--- Text to read ---
Perth is a delightful place, especially in January if one lives in Chicago. The heat struck physically as I emerged from the Perth Mint in mid-afternoon. There is always something reassuring about a gold pour, even if conducted only for tourists. But, as any traveler knows, local currency is a requirement, so I set off in search of a bank. Spotting the blue ANZ Bank logo, I quickened my step and took note of the flyer as I entered. It read: -Professional financial advice freely available." The woman behind the counter was courteous and quoted the daily exchange rate, asking how much I needed to change. However, upon seeing several $100 bills, her expression changed. -I'm sorry, we no longer accept $100 bills."
I must have reacted with surprise because she added, -The bank was losing too much with counterfeit notes." In vain I explained that, under Secretary of the Treasury Rubin, the hundred dollar bill had been changed from a design of symmetrical order to an off- center portrait with a patch that shifts from green to black. This elicited a look of patience mixed with wry amusement, but she was adamant. -No $100 bills." I grabbed one of the handbills that promised -professional advice" and wrote on it: -1/9/01: 3:50 pm ANZ refused to take $100 bills." The same scenario was then repeated at two more banks. Finally I found a local bank, a subsidiary of Westpac, which accepted my dollars and left me feeling more comfortable about my prospects for the weekend ahead.
But this did not diminish my curiosity regarding the hassle of exchanging the new $100 bills. This new note owes its existence largely to a near perfect counterfeit dubbed the -Supernote" that came out of the Middle East, specifically the Bekaa Valley in Lebanon. In a New Yorker article of October 23rd, 1998, Frederic Dannen and Ira Silverman noted that:
-The Supernote remains one of the longest unsolved counterfeiting cases in the modern history of the Secret Service, and it has begun to undermine international confidence in the United States currency. Its rate of manufacture appears prodigious; in the Russian Federation, where the dollar has supplanted the unstable ruble as the primary currency, the Russian Central Bank estimates that the volume of Supernotes is as high as four billion dollars."
Dannen and Silverman further noted that, -The Treasury, taking its cue from the Federal Reserve, has a difficult time regarding counterfeiting, even on a very large scale, as a macroeconomic problem, because cash is a relatively small percentage of the total money supply. Wire transfers, checks and credit card transactions, after all, run into the trillions. Counterfeiting becomes significant to the Fed only if it undermines confidence in the dollar."
But all this was supposed to stop when the Treasury announced the first significant change in the design of United States currency since 1929. Treasury Secretary Rubin was emphatic in his insistence that the redesign did not stem from any problem with counterfeit notes, but rather by the -future and potential threat that the redesign was an example of anticipating a problem." In fact, the mood was one of levity with an actor dressed as Ben Franklin providing the introduction. So here we were, or rather there I was, two and a half years later, confronting the same problem that was supposed to have been solved in 1998.
--- Dataset content ---
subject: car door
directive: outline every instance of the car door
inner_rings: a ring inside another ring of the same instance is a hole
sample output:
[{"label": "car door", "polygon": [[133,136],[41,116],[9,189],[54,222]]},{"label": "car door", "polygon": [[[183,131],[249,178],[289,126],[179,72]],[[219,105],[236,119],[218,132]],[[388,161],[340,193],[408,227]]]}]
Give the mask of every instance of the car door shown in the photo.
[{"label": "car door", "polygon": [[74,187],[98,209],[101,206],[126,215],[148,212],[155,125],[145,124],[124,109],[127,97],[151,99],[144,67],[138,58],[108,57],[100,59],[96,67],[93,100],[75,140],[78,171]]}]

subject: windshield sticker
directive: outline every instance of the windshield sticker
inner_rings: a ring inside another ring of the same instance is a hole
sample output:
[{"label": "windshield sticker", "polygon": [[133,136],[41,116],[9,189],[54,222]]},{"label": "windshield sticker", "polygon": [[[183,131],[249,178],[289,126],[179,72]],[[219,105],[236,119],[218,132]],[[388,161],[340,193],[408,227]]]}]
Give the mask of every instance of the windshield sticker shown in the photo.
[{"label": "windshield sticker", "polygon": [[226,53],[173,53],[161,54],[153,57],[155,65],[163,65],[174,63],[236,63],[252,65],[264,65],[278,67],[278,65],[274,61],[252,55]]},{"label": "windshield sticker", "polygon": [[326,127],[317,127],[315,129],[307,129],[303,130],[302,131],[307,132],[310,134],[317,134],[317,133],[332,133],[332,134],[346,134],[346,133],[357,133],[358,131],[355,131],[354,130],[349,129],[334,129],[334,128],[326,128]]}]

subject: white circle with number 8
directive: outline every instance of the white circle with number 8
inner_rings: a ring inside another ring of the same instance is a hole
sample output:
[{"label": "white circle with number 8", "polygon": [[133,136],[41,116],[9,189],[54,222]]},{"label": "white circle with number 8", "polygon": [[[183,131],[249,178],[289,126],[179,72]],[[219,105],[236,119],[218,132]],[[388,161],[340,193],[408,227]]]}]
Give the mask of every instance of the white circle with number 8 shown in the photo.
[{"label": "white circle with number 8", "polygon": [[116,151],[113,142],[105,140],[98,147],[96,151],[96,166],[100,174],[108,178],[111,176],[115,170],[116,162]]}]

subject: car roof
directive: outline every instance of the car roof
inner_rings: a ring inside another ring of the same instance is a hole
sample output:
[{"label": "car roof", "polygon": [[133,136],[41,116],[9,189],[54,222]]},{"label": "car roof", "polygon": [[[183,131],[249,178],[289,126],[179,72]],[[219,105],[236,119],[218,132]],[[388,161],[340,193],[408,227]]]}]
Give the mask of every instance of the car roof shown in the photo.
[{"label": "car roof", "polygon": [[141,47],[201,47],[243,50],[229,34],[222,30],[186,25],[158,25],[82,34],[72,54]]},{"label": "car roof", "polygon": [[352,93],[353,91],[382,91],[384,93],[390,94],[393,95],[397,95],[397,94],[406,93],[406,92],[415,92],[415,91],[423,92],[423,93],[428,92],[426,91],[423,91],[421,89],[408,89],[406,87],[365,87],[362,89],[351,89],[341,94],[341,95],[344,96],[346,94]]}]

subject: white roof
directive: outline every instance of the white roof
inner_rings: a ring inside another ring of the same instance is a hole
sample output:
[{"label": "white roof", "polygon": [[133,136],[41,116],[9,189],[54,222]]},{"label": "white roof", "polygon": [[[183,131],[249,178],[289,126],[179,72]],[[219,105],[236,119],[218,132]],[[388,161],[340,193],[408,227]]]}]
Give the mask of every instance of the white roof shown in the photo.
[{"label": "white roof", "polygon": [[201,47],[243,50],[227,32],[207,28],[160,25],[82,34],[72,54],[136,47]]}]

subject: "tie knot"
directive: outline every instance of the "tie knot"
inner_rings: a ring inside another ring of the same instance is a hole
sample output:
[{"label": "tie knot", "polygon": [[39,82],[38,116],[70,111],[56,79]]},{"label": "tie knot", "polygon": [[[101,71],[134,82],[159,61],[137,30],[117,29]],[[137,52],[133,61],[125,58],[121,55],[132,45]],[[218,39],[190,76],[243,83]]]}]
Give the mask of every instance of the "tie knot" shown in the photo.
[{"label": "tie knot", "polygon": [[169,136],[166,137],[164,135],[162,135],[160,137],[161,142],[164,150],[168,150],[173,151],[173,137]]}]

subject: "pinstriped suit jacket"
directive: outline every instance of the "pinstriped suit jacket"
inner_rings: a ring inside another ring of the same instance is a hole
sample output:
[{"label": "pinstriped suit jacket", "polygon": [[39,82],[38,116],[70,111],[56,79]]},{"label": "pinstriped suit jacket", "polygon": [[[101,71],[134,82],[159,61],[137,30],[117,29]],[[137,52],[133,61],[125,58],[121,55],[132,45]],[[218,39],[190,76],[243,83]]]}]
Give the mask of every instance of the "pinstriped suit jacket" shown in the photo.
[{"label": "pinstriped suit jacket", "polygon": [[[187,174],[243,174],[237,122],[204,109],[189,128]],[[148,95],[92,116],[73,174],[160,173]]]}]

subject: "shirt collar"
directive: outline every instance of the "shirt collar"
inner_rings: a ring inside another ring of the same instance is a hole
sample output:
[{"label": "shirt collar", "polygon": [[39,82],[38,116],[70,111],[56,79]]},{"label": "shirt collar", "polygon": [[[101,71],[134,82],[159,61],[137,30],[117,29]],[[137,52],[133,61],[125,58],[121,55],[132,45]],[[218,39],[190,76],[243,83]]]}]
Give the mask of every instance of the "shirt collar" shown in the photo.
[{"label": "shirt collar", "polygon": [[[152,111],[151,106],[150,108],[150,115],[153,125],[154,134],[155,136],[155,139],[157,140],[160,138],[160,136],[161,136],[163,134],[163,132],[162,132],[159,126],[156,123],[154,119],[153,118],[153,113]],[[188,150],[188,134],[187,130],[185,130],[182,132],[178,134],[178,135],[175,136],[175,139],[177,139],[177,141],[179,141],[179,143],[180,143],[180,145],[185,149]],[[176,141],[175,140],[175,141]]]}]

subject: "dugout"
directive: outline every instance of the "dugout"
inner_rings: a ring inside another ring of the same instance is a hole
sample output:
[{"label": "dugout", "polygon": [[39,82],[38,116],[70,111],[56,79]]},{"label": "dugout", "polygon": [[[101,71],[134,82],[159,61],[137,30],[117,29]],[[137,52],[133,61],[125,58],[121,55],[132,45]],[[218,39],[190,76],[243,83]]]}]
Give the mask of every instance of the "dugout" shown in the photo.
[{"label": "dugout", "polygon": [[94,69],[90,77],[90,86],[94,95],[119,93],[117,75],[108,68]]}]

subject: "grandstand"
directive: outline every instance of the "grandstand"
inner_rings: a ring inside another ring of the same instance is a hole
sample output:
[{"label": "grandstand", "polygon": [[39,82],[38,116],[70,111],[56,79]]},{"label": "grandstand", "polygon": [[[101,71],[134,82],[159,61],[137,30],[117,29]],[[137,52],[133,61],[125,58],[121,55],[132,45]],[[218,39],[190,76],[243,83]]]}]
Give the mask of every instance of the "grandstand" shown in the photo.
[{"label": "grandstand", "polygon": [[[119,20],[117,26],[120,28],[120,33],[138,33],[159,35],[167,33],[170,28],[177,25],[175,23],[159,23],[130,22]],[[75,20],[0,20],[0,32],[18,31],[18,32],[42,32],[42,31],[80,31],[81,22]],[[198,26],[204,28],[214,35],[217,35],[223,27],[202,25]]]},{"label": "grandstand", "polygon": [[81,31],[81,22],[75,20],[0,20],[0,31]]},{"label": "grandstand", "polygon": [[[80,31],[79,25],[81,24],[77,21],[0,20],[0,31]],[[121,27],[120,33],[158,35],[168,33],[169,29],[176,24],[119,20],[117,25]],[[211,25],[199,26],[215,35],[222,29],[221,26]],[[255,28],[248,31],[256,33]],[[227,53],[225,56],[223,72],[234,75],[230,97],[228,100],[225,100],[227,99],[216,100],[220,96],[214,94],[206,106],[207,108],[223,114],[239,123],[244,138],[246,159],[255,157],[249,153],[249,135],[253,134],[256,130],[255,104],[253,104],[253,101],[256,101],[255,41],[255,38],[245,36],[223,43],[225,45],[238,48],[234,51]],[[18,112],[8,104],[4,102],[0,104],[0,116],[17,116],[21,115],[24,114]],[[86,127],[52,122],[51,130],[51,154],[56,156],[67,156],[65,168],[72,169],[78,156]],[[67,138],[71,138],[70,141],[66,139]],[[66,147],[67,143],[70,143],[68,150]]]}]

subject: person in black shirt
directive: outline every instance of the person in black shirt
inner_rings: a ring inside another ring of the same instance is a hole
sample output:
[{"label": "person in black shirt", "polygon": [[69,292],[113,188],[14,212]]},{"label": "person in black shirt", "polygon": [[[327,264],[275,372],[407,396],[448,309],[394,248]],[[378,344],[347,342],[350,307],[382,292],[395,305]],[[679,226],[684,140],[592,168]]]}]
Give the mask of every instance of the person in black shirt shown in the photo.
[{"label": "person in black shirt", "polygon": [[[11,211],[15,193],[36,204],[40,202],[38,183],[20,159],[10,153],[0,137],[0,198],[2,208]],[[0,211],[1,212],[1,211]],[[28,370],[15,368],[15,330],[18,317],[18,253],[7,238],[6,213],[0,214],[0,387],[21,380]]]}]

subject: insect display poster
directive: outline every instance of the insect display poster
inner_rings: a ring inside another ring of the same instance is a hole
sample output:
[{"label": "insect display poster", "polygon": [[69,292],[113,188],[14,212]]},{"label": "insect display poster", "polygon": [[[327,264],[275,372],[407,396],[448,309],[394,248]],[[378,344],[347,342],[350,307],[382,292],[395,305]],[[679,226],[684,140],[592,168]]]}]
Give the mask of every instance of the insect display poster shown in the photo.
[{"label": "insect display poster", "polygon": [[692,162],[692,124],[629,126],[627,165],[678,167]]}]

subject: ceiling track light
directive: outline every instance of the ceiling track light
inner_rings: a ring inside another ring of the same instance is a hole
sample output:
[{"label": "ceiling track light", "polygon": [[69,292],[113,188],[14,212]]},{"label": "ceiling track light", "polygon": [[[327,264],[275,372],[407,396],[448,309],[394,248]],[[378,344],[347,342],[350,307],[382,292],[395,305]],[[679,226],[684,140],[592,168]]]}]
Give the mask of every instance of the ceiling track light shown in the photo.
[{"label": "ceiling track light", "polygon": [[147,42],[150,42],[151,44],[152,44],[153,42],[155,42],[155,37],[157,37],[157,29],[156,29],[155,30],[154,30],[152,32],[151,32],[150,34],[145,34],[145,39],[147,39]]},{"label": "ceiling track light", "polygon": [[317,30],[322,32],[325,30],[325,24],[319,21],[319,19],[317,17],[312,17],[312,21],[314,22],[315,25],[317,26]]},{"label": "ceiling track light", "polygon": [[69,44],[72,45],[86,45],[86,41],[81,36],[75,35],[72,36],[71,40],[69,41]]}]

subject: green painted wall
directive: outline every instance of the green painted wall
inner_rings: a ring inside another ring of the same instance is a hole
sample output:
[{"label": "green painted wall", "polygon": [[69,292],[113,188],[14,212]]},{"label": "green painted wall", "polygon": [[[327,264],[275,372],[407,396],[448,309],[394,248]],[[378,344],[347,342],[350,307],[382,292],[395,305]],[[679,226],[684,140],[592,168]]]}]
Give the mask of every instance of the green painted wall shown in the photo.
---
- Written task: Repeat the passage about the $100 bills from the words "But all this" through the words "solved in 1998.", and swap "levity" for "celebration".

- Answer for this exercise:
But all this was supposed to stop when the Treasury announced the first significant change in the design of United States currency since 1929. Treasury Secretary Rubin was emphatic in his insistence that the redesign did not stem from any problem with counterfeit notes, but rather by the -future and potential threat that the redesign was an example of anticipating a problem." In fact, the mood was one of celebration with an actor dressed as Ben Franklin providing the introduction. So here we were, or rather there I was, two and a half years later, confronting the same problem that was supposed to have been solved in 1998.